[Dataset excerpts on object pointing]
════════

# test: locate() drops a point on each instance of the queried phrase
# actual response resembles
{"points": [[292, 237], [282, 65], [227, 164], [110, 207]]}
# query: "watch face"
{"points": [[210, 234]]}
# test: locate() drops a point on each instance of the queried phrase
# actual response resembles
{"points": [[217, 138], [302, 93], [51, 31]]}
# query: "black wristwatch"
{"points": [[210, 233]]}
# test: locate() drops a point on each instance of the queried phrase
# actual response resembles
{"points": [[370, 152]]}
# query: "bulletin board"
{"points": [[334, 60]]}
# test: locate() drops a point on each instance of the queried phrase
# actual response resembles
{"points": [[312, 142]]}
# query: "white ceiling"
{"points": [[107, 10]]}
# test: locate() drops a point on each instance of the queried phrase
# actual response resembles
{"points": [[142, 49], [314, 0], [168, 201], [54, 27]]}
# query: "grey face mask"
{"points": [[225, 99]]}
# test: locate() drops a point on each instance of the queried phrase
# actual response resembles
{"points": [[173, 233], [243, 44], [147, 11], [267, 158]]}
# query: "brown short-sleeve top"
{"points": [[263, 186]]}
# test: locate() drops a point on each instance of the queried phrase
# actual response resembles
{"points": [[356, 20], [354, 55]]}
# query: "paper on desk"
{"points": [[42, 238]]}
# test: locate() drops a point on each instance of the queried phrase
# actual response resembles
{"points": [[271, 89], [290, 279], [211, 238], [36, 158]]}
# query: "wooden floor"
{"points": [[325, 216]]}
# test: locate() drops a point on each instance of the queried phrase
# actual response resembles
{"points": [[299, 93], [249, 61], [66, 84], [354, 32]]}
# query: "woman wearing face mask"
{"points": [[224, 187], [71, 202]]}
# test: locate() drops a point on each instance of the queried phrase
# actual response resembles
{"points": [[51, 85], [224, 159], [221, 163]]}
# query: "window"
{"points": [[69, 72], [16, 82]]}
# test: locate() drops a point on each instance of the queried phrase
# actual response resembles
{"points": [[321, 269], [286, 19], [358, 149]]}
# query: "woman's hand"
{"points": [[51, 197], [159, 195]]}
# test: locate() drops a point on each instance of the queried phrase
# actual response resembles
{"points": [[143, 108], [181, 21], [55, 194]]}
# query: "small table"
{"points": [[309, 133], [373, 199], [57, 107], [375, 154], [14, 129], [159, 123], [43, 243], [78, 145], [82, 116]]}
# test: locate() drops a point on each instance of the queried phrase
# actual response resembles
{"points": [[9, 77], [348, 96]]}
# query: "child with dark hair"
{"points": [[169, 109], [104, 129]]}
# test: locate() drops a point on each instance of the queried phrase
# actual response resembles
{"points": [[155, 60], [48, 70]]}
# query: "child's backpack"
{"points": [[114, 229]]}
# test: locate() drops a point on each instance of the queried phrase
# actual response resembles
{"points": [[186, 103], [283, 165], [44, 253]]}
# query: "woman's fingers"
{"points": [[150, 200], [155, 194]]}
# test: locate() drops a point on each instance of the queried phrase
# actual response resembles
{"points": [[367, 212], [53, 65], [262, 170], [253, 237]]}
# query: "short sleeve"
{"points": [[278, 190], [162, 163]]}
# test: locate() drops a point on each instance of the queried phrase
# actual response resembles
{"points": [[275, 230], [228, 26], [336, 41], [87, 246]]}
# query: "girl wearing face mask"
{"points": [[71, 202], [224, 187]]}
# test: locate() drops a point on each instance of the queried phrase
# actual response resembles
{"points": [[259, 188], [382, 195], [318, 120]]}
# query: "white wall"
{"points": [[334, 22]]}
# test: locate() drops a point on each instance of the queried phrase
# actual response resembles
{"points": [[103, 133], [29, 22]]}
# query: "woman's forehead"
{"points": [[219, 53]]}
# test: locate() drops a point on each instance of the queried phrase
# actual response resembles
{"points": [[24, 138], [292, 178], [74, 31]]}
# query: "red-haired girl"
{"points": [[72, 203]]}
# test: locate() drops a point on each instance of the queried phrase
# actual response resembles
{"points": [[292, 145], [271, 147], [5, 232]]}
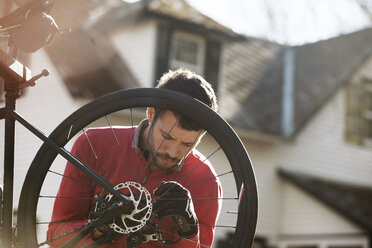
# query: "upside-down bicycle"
{"points": [[222, 147]]}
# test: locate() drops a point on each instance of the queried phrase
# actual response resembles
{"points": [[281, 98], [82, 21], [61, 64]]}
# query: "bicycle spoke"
{"points": [[121, 148], [58, 222], [177, 236], [66, 197], [218, 176], [72, 178]]}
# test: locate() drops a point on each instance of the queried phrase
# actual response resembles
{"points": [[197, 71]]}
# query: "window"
{"points": [[359, 112], [187, 51]]}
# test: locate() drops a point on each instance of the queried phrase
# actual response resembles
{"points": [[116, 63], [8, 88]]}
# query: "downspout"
{"points": [[287, 124]]}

════════

- Work required
Transcribe every entry word for word, but skip the pictures.

- Result of the task
# test: locate() drops a point on each instance of the queried phrase
# actual response resembles
{"points": [[292, 237], [282, 65], [227, 164], [110, 207]]}
# query: "watch face"
{"points": [[210, 234]]}
# test: locate() drops a point on each instance of the queried phrase
# actual response resembles
{"points": [[217, 138], [302, 93], [51, 31]]}
# query: "black wristwatch"
{"points": [[210, 233]]}
# test: locate() drops a point on each instance of the queried phrase
# actual response resembles
{"points": [[370, 152]]}
# query: "bulletin board"
{"points": [[334, 60]]}
# test: locate() drops a point on each instance of the queried phrase
# actual response resembles
{"points": [[312, 142]]}
# query: "white ceiling"
{"points": [[107, 10]]}
# test: locate() drops a point on each instance of the queried phrase
# actual response resembles
{"points": [[142, 49], [314, 0], [168, 201], [54, 27]]}
# query: "grey face mask"
{"points": [[225, 99]]}
# test: locate() drops a point on each instance of the queried phrase
# actual response resembles
{"points": [[173, 233], [243, 44], [147, 11], [267, 158]]}
# query: "brown short-sleeve top"
{"points": [[263, 186]]}
# test: locate() drops a point on each instance of the queried phrase
# actual response resembles
{"points": [[356, 20], [354, 55]]}
# query: "paper on desk"
{"points": [[42, 238]]}
# test: locate() drops a point on each instance of the queried phrase
# actual response resembles
{"points": [[271, 89], [290, 279], [211, 238], [36, 158]]}
# query: "wooden floor"
{"points": [[325, 216]]}
# test: locate() drops a point on each instance of the queried phrase
# actual response resembles
{"points": [[299, 93], [249, 61], [66, 84], [354, 32]]}
# query: "woman wearing face mask"
{"points": [[224, 187], [71, 202]]}
# test: locate() drops a point on each instance of the queried phrase
# actual response resembles
{"points": [[51, 85], [224, 159], [221, 163]]}
# query: "window"
{"points": [[69, 72], [16, 82]]}
# test: locate() drops a point on each instance of the queried phrase
# actual response resembles
{"points": [[321, 269], [286, 19], [358, 149]]}
# query: "woman's hand"
{"points": [[51, 197], [159, 195]]}
# test: locate() drops a point on each instance of the queried phrase
# actual response resembles
{"points": [[143, 108], [181, 21], [55, 194]]}
# query: "small table"
{"points": [[309, 133], [373, 199], [57, 107], [375, 154], [14, 129], [159, 123], [43, 243], [78, 145], [82, 116]]}
# test: locate() drops a point on each instance of the queried phrase
# actual response resembles
{"points": [[9, 77], [348, 96]]}
# query: "child with dark hair"
{"points": [[169, 109], [104, 129]]}
# test: locate() drops a point on each instance of the queried phrase
# actual response resembles
{"points": [[155, 60], [48, 70]]}
# query: "child's backpack"
{"points": [[114, 229]]}
# test: locate() drops a point on each instance of the queried phrase
# actual response resembles
{"points": [[186, 103], [283, 165], [44, 253]]}
# query: "woman's fingers"
{"points": [[150, 200], [155, 194]]}
# test: locate() drops a point on each instance of the queried phrase
# actual response resembles
{"points": [[367, 212], [53, 65], [262, 170], [253, 237]]}
# query: "short sleeve"
{"points": [[278, 190], [162, 163]]}
# test: locate() drops a point on each instance of the queried phrase
# actual response resembles
{"points": [[275, 230], [228, 26], [336, 41], [87, 246]]}
# query: "girl wearing face mask"
{"points": [[71, 202], [224, 187]]}
# test: locate() drops a point on each instance of the queried phrase
# actual response resembles
{"points": [[259, 188], [382, 195], [318, 120]]}
# query: "white wall"
{"points": [[334, 22]]}
# test: locate() drops a point on each instance of the queried phrase
# actual response resembles
{"points": [[103, 133], [29, 22]]}
# query: "woman's forehead"
{"points": [[219, 53]]}
# test: locate() drops a point on each instance of the queried phrase
# actual response resembles
{"points": [[24, 138], [292, 178], [74, 31]]}
# query: "red-haired girl"
{"points": [[72, 203]]}
# test: locate() drops a point on each instance of the queried phrase
# actual response resembles
{"points": [[292, 145], [271, 147], [5, 232]]}
# query: "upside-down bicycle"
{"points": [[222, 147]]}
# test: locate() drops a point on each instance of the queried phrase
# actual response resembles
{"points": [[281, 98], [82, 21], [61, 64]]}
# query: "bicycle spoke"
{"points": [[121, 148], [58, 222], [177, 236], [66, 197], [218, 176], [72, 178]]}
# test: locate() drops a point on each instance of the queried phrase
# actual response resembles
{"points": [[197, 71]]}
# query: "window"
{"points": [[359, 112], [187, 51]]}
# test: locate() drops a point on each instance of the queried phrase
# actual response resembles
{"points": [[116, 63], [8, 88]]}
# query: "downspout"
{"points": [[287, 124]]}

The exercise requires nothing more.